**Bacaan:**
━━━━━━

Salah satu masalah terbesar yang muncul dari dinaikkannya
harga BBM adalah kekhawatiran akan terhambatnya pertumbuhan ekonomi karena
dampak kenaikan harga barang dan jasa yang terjadi akibat komponen biaya yang
naik.
Inflasi tidak mungkin dihindari karena BBM adalah unsur
vital dalam proses produksi dan distribusi barang, kata peneliti dan direktur
lembaga kajian migas Reforminer Institute, Pri Agung Rakhmanto. Tetapi
menaikkan harga BBM juga tak bisa dihindari karena beban subsidi membuat negara
sulit melakukan investasi bidang lain untuk mendorong tumbuhnya ekonomi.
"Kenaikan harga BBM sampai dengan Rp1.500 akan
mengakibatkan inflasi bertumbuh 1,6%, tetapi juga akan mengakibatkan reduksi
subsidi sebesar Rp57 triliun," kata Pri.
Jika hitungan itu jadi nyata maka menurut Pri, inflasi tidak
akan bergeser terlalu tinggi dibanding target yang dipatok pemerintah untuk
tahun ini, 5,3%.
"Tahun lalu inflasi diklaim pemerintah hanya di kisaran
4%-an, tetapi itu kan hasil dari subsidi yang sangat besar, inflasi semu. Kalau
sekarang subsidi dikurangi terjadi inflasi, ya sama saja kan," tukasnya.
Inflasi lebih tinggi
Sejumlah pengamat ekonomi lain berpandangan mirip.
"Industri makan-minum membutuhkan BBM untuk produksi, distribusi dan bahan baku. Kenaikan BBM setinggi Rp1.500 akan menyebabkan kenaikan harga pangan sedikitnya 5-10%." Adhi S Lukman
Enny Sri Hartati, Direktur INDEF, lembaga analisis ekonomi, berpendapat harga BBM yang dinaikkan tidak akan mengerek inflasi terlalu tinggi apalagi menyebabkan guncangan ekonomi.
"Hitungan kami cuma 2,2%. Yang jadi faktor pemberat itu
adalah proses pengambilan keputusan yang bertele-tele sehingga ekspektasi
inflasi malah jauh lebih tinggi dari yang sesungguhnya,"kata Enny.
Akibatnya, dari simulasi kasar yang dilakukan INDEF, inflasi
tahun ini bisa meroket hingga 8%, meski 'tidak akan mencapai dua digit'.
Ekonom dari berbagai lembaga lain, termasuk sejumlah bank
swasta hingga Bank Indonesia dan Badan Pusat Statistik, umumnya meramal inflasi
akan mencapai 6-8%, melebihi target pemerintah tahun ini 5,3%.
Ongkos naik
Sejumlah komponen penyumbang utama kenaikan inflasi, di luar
naiknya harga BBM, adalah harga makanan-minuman serta tarif transportasi.
Keduanya mengklaim BBM sebagai salah satu elemen utama,
bahkan terbesar, dalam komponen ongkos produksi dan distribusi.
"Industri makan-minum membutuhkan BBM untuk produksi,
distribusi dan bahan baku. Kenaikan BBM setinggi Rp1.500 akan menyebabkan
kenaikan harga pangan sedikitnya 5-10%," kata Adhi S Lukman, Ketua
Gabungan Pengusaha Makanan dan Minuman Seluruh Indonesia, GAPPMI.

━━━━━━

**Data Tersimpan:**
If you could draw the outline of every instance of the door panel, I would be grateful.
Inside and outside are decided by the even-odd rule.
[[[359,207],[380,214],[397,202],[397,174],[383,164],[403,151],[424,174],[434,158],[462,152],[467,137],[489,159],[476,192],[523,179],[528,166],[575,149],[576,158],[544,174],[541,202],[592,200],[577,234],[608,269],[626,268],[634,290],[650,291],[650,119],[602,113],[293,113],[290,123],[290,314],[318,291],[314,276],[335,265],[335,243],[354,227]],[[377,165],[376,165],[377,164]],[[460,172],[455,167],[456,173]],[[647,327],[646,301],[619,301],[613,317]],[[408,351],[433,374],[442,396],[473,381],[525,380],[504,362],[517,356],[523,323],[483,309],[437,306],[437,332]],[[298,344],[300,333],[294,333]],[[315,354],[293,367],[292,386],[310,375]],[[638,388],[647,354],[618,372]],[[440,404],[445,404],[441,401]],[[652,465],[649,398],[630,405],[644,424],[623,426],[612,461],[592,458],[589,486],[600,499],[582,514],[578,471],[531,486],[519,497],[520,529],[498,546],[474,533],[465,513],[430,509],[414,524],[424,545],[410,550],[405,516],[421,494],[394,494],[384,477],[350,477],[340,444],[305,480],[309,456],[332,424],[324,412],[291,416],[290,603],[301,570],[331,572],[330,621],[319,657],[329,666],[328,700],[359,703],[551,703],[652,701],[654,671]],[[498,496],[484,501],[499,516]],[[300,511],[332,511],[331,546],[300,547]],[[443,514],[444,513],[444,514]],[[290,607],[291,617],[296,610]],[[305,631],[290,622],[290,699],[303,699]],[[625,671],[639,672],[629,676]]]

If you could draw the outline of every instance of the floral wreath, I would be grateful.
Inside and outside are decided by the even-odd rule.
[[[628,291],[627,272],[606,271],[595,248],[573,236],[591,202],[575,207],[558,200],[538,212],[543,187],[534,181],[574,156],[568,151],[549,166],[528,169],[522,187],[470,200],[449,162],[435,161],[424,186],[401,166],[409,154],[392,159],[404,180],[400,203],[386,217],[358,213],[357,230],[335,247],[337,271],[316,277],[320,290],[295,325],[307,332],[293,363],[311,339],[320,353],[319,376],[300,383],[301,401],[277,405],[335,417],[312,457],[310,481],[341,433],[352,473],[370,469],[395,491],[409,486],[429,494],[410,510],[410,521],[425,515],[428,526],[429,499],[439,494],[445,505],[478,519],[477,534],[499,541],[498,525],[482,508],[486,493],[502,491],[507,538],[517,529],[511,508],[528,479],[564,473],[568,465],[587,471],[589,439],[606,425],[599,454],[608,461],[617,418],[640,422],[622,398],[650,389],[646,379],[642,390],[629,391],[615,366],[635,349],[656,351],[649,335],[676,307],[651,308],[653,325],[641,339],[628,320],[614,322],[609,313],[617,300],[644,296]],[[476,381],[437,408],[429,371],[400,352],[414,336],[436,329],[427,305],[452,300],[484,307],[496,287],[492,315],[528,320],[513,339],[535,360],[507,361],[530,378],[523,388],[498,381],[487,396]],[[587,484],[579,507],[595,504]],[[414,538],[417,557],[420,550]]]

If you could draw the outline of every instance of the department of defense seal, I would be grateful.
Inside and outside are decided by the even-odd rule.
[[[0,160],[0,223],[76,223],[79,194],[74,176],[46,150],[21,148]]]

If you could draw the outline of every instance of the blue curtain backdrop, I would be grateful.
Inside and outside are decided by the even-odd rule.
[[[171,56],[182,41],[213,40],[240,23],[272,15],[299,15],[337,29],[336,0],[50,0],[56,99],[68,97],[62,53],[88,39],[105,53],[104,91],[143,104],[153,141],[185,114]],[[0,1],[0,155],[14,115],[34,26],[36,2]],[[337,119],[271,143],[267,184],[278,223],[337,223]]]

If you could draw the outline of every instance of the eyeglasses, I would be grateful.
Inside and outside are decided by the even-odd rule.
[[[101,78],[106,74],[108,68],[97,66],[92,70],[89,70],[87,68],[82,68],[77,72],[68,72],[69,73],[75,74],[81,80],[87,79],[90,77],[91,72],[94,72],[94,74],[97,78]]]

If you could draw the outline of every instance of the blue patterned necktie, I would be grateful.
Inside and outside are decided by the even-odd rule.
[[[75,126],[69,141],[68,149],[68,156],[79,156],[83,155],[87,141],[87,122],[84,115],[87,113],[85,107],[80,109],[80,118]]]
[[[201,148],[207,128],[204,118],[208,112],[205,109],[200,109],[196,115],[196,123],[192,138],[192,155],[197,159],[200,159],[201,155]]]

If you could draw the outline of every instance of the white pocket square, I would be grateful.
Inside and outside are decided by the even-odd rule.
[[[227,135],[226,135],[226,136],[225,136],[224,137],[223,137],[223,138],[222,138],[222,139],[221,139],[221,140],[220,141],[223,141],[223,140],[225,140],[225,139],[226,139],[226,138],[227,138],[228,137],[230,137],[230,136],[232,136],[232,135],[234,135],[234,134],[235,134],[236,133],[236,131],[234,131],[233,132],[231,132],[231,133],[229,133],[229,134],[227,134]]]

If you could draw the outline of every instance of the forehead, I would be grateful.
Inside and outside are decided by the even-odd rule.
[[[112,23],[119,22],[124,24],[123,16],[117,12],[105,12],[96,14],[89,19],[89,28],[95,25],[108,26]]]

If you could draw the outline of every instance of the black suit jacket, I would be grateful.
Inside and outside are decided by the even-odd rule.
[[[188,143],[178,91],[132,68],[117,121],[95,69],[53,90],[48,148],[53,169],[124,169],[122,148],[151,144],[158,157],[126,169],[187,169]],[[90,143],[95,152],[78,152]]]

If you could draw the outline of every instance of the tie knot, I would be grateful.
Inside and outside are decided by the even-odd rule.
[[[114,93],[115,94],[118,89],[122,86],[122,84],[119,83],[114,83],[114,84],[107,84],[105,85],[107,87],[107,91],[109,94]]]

━━━━━━

**Soal Latihan:**
- A) Terjemahkan ke dalam bahasa Inggris kalimat ini dari bacaan tentang kenaikan harga BBM: "Ekonom dari berbagai lembaga lain, termasuk sejumlah bank swasta hingga Bank Indonesia dan Badan Pusat Statistik, umumnya meramal inflasi akan mencapai 6-8%, melebihi target pemerintah tahun ini 5,3%."
- B) Teruskan bacaan tentang kenaikan harga BBM dan inflasi mulai dari kalimat terakhirnya.
Daftar tersebut sama sekali tidak berperan di sini.

**Jawaban Tiap Soal:**
- A) Economists from various other institutions, including a number of private banks as well as Bank Indonesia and the Central Statistics Agency, generally forecast that inflation will reach 6-8%, exceeding the government's target for this year of 5.3%.

- B)
Beberapa tahun terakhir dunia industri sudah tak lagi
menikmati subsidi BBM, tetapi menurut Adhi, naiknya harga minyak dunia juga
menjadi pendongkrak meroketnya ongkos produksi.
"Ya kami kan harus menyesuaikan harga juga
akhirnya," kilah Adhi.
Meski terbilang besar, kenaikan ini menurutnya jauh lebih
ringan dari pada situasi tahun 2008, saat harga BBM juga naik hingga Rp6.000.
"Saat itu situasi global sedang diguncang krisis
pangan, jadi harga makanan-minuman tidak terkendali. Harganya naik sampai
15-30%," tambahnya.
Momok kenaikan harga lain muncul dari sektor transportasi,
yang selalu menaikkan tarif saat kenaikan harga BBM terjadi.
Buruh termasuk kelompok yang paling rentan kena imbas
kenaikan harga BBM.
"Kami tidak punya pilihan karena harga BBM itu
merupakan 30% komponen biaya industri transportasi, paling besar dibanding
komponen suku cadang atau lainnya," kata Ketua Organisasai Angkutan Darat,
Organda DKI, Soedirman.
Dengan harga BBM naik 33%, menurut Soedirman, kenaikan tarif
angkutan yang masuk akal adalah 35%, tuntutan yang menurut Menteri Koordinator
Perekonomian Hatta Radjasa "terlalu besar dan harus dirundingkan kembali'.
Menurut Hatta, kenaikan tarif angkutan masuk akal bila tak
lebih dari 10-20%. Tetapi menurut Soedirman, hitungan itu justru tak bernalar.
"Itulah kalau tak paham soal angkutan tapi berkomentar.
Bagaimana pengusaha (angkutan) dituntut peremajaan, memberi layanan yangsafety dan
nyaman, kalau tarifnya selalu murah?" kritik Soedirman pedas.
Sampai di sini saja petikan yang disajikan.